Saved entries:

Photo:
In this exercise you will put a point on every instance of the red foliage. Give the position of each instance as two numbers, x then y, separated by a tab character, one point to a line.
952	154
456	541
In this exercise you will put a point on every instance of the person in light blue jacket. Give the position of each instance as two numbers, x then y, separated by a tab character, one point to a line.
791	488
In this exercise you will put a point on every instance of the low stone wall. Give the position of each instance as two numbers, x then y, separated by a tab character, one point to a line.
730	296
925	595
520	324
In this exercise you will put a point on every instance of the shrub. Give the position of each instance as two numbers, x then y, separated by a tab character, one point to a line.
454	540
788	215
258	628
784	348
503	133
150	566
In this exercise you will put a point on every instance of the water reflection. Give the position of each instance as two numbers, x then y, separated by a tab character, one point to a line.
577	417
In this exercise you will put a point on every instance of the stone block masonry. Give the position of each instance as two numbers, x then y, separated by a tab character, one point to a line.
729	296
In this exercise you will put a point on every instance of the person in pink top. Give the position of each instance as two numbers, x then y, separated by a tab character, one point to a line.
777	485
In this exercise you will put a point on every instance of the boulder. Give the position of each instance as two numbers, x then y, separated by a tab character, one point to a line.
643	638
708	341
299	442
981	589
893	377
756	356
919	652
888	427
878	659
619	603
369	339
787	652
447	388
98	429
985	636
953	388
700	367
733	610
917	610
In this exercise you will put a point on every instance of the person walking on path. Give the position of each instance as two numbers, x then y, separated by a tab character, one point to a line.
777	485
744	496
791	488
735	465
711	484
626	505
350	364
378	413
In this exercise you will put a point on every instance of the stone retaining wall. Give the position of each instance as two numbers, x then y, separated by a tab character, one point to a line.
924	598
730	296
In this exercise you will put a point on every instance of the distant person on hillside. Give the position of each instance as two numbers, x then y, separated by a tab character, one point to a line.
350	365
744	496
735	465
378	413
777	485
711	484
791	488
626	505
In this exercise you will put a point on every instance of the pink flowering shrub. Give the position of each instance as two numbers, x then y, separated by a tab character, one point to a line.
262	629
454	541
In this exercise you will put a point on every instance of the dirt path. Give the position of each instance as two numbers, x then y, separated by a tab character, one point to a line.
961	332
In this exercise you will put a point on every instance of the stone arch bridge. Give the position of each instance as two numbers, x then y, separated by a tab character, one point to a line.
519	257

*Task to carry out*
Starting at the first line and ending at the last, retype the entries above.

*Response area*
Photo:
In this exercise you will put a point on every instance of the red foliage. Give the position of each instance as two numbers, x then y, separated by a tab character, one point to a line.
952	154
456	541
In this exercise you will put a point on every instance of the person in light blue jacket. Give the position of each instance as two numbers, x then y, separated by a tab character, one point to a line.
791	488
In this exercise you will put a point on every instance of the low stone wall. Give the position of each instance as two numbers, x then y, separated by a tab character, one point to a line.
730	296
925	595
520	324
In this exercise you will put a point on every instance of the shrub. Give the position of each instance as two numbers, x then y, separated by a tab character, one point to a line.
454	540
788	215
258	628
784	348
503	133
150	566
In this exercise you will put a point on every instance of the water reflection. Give the position of each instance as two numbers, x then y, separated by a tab character, one point to a line.
577	417
In this exercise you will put a point on every instance of the stone block masonry. Give the position of each instance as two numbers, x then y, separated by a tab character, one point to a line.
729	296
In this exercise you will put a point on every instance of the person in pink top. Give the position of each instance as two numbers, x then y, separated by a tab character, one point to a line.
777	485
In this exercise you will put a point on every instance of the boulder. Give the position of each instance as two numbers, x then y, separated by a tab character, one point to a line.
643	638
708	341
299	442
981	589
893	377
756	356
919	652
888	427
878	659
619	603
369	339
787	652
447	388
98	429
985	636
953	388
700	367
733	610
917	610
In this exercise you will put a point on every instance of the person walking on path. Give the position of each instance as two numbers, x then y, separated by a tab character, one point to a line.
777	485
744	496
791	488
735	465
711	484
626	505
350	364
378	413
In this exercise you will put a point on every instance of the stone retaining wall. Give the position of each instance as two numbers, x then y, separated by a tab character, one point to a line.
924	598
730	296
In this exercise you will put a point on every instance of the distant person on hillside. Give the position of each instance as two numbers, x then y, separated by a tab character, one point to a line.
350	365
744	496
735	465
378	413
777	485
711	484
791	488
626	505
In this exercise you will put a point on every instance of the pink flowering shrub. Give the position of each instance as two numbers, x then y, separated by a tab character, one point to a line.
262	629
454	541
In this exercise you will put a point on every instance of the dirt path. Give the position of each instance as two numbers, x then y, separated by a tab character, one point to a line.
961	332
In this exercise you will put a point on every instance of the stone arch bridge. Give the position of each instance as two numbers, x then y, separated by a tab character, one point to a line.
519	257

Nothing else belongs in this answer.